# What the task asks
Without omitting anything, retype the data that follows.

# Start of Record set

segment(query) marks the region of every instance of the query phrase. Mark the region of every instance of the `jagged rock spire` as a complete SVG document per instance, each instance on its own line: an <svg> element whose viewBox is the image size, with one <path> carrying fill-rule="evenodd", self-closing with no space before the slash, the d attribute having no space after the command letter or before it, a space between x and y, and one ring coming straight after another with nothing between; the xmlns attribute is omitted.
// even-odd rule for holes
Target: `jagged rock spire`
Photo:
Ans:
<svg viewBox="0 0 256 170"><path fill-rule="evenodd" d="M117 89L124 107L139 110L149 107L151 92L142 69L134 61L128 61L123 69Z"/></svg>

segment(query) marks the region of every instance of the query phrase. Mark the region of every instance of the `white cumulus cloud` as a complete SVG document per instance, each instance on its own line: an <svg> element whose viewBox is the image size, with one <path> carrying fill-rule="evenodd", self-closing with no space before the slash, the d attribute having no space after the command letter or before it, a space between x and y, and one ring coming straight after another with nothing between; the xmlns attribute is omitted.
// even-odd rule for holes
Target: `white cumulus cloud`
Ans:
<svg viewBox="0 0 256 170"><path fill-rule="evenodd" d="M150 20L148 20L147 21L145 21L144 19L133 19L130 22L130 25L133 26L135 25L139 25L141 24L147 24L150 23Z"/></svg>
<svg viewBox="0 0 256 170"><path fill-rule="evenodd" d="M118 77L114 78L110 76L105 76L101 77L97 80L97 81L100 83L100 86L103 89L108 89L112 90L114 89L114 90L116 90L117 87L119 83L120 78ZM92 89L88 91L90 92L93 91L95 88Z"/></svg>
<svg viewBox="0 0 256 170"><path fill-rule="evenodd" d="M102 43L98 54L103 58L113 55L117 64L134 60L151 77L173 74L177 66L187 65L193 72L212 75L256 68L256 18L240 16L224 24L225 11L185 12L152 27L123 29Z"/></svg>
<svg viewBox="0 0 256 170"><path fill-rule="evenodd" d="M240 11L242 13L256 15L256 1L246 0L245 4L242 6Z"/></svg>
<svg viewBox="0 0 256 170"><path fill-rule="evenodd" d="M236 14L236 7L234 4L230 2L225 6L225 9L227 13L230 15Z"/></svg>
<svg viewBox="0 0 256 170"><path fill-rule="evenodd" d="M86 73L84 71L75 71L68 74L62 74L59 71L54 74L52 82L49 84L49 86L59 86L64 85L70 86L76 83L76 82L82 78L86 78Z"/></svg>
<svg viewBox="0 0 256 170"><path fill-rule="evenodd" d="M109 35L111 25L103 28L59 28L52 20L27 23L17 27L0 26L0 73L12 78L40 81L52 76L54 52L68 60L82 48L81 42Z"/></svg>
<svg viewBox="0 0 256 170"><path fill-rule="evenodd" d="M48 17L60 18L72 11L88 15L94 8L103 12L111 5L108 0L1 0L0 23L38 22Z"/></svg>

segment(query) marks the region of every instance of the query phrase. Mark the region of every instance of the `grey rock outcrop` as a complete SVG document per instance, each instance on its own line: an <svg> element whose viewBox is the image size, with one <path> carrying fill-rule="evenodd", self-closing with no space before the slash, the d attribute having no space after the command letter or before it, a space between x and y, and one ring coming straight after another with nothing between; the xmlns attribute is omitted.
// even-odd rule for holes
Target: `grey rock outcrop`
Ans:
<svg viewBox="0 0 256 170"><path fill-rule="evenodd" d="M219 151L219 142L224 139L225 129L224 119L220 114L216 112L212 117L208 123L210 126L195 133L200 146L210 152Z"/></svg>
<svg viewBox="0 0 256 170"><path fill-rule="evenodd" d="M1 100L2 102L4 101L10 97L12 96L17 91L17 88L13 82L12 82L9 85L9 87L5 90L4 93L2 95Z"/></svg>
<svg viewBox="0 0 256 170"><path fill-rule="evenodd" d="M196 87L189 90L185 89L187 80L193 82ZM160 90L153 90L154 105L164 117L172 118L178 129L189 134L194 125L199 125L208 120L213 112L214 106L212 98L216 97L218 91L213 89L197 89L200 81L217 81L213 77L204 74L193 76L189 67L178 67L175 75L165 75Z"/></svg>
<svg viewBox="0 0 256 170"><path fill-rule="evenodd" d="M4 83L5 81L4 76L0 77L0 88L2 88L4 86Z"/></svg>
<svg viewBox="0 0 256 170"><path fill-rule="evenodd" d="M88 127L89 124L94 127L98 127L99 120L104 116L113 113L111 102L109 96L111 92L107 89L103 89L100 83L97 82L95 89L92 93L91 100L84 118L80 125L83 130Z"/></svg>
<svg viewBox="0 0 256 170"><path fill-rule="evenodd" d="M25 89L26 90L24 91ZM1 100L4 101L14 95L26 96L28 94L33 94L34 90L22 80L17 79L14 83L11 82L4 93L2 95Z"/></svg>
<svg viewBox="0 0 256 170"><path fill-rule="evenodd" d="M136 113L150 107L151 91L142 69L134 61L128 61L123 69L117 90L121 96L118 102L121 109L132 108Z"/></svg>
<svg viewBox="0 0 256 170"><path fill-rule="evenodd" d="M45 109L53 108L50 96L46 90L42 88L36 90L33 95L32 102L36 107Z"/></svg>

# End of Record set

# Exercise response
segment(query) marks the region of every instance of the query phrase. Mark the region of every instance of the `jagged rock spire` as a complete SVG document per instance, each instance on its own line: an <svg> element whose viewBox is the image size, with one <path> carrying fill-rule="evenodd", self-closing with no space before the slash, the d attribute having no space after the command letter or before it, a space between x and y, and one ring coming straight after another with nothing between; the xmlns attribute is omitted.
// even-odd rule for holes
Target: `jagged rock spire`
Photo:
Ans:
<svg viewBox="0 0 256 170"><path fill-rule="evenodd" d="M117 89L124 107L139 110L149 107L151 92L142 69L134 61L128 61L123 69Z"/></svg>

segment(query) marks the region of every instance of the query phrase. Mark the region of every instance of the `white cumulus cloud` as a complete SVG document per instance, each instance on its own line: an <svg> element whose viewBox is the image size, with one <path> carrying fill-rule="evenodd", self-closing with no space before the slash, the d attribute having no space after the command letter or before it, a space between x and y, and one ring coming straight after another with nothing between; the xmlns attribute is omitted.
// even-odd rule for holes
Target: `white cumulus cloud`
Ans:
<svg viewBox="0 0 256 170"><path fill-rule="evenodd" d="M150 20L148 20L147 21L145 21L144 19L133 19L130 22L130 25L133 26L135 25L139 25L141 24L147 24L150 23Z"/></svg>
<svg viewBox="0 0 256 170"><path fill-rule="evenodd" d="M118 77L114 78L110 76L105 76L101 77L97 80L97 81L100 83L100 86L103 89L108 89L112 90L114 89L114 90L116 90L117 87L119 83L120 78ZM92 89L88 91L90 92L93 91L95 88Z"/></svg>
<svg viewBox="0 0 256 170"><path fill-rule="evenodd" d="M102 43L98 54L103 58L113 55L117 64L134 60L151 77L173 74L177 66L187 65L193 72L212 75L256 68L256 18L240 16L224 24L225 11L185 12L152 27L123 29Z"/></svg>
<svg viewBox="0 0 256 170"><path fill-rule="evenodd" d="M240 11L242 13L256 15L256 1L246 0L245 4L242 6Z"/></svg>
<svg viewBox="0 0 256 170"><path fill-rule="evenodd" d="M236 14L236 7L234 4L230 2L225 6L225 9L227 13L230 15Z"/></svg>
<svg viewBox="0 0 256 170"><path fill-rule="evenodd" d="M86 73L84 71L75 71L68 74L62 74L59 71L54 74L52 82L49 84L49 86L59 86L64 85L70 86L76 83L76 82L82 78L86 78Z"/></svg>
<svg viewBox="0 0 256 170"><path fill-rule="evenodd" d="M109 35L111 25L103 28L59 28L52 20L27 23L17 27L0 26L0 73L12 78L40 81L52 76L54 52L68 60L82 48L81 42Z"/></svg>
<svg viewBox="0 0 256 170"><path fill-rule="evenodd" d="M48 17L60 18L72 11L88 15L94 8L103 12L111 5L108 0L1 0L0 23L38 22Z"/></svg>

segment(query) marks the region of every instance of the query phrase. Mark the region of every instance of the `grey rock outcrop` as a complete SVG document per instance, each instance on its own line: an <svg> element whose viewBox is the image size, with one <path> carrying fill-rule="evenodd", self-closing with no space before the slash, the d attribute having no space after the command letter or before it, a space between x and y, and one ring coming straight after another with nothing between; the xmlns attribute is omitted.
// even-odd rule for holes
Target: `grey rock outcrop`
Ans:
<svg viewBox="0 0 256 170"><path fill-rule="evenodd" d="M219 151L219 142L224 139L225 129L224 119L220 114L216 112L212 117L208 123L210 126L195 133L200 146L210 152Z"/></svg>
<svg viewBox="0 0 256 170"><path fill-rule="evenodd" d="M1 100L2 102L4 101L10 97L12 96L17 91L17 88L13 82L12 82L9 85L9 87L5 90L4 93L2 95Z"/></svg>
<svg viewBox="0 0 256 170"><path fill-rule="evenodd" d="M196 87L189 90L185 89L187 80L193 82ZM160 90L153 90L154 105L164 117L172 118L178 129L189 134L194 125L199 125L208 120L213 112L214 106L212 98L216 97L218 91L213 89L197 89L200 81L217 81L213 77L204 74L193 76L189 67L178 67L175 75L165 75Z"/></svg>
<svg viewBox="0 0 256 170"><path fill-rule="evenodd" d="M4 83L5 81L4 76L0 77L0 88L2 88L4 86Z"/></svg>
<svg viewBox="0 0 256 170"><path fill-rule="evenodd" d="M88 127L89 124L94 127L98 127L99 120L104 116L113 113L111 102L109 96L111 92L107 89L103 89L100 83L97 82L95 89L92 93L91 100L84 118L80 125L83 130Z"/></svg>
<svg viewBox="0 0 256 170"><path fill-rule="evenodd" d="M25 89L26 90L24 91ZM1 100L4 101L14 95L26 96L28 94L33 94L34 90L22 80L17 79L14 83L11 82L4 93L2 95Z"/></svg>
<svg viewBox="0 0 256 170"><path fill-rule="evenodd" d="M136 113L150 107L151 91L142 69L134 61L128 61L123 69L117 90L121 96L118 102L121 109L132 108Z"/></svg>
<svg viewBox="0 0 256 170"><path fill-rule="evenodd" d="M45 109L53 108L50 96L46 90L42 88L36 90L33 95L32 102L36 107Z"/></svg>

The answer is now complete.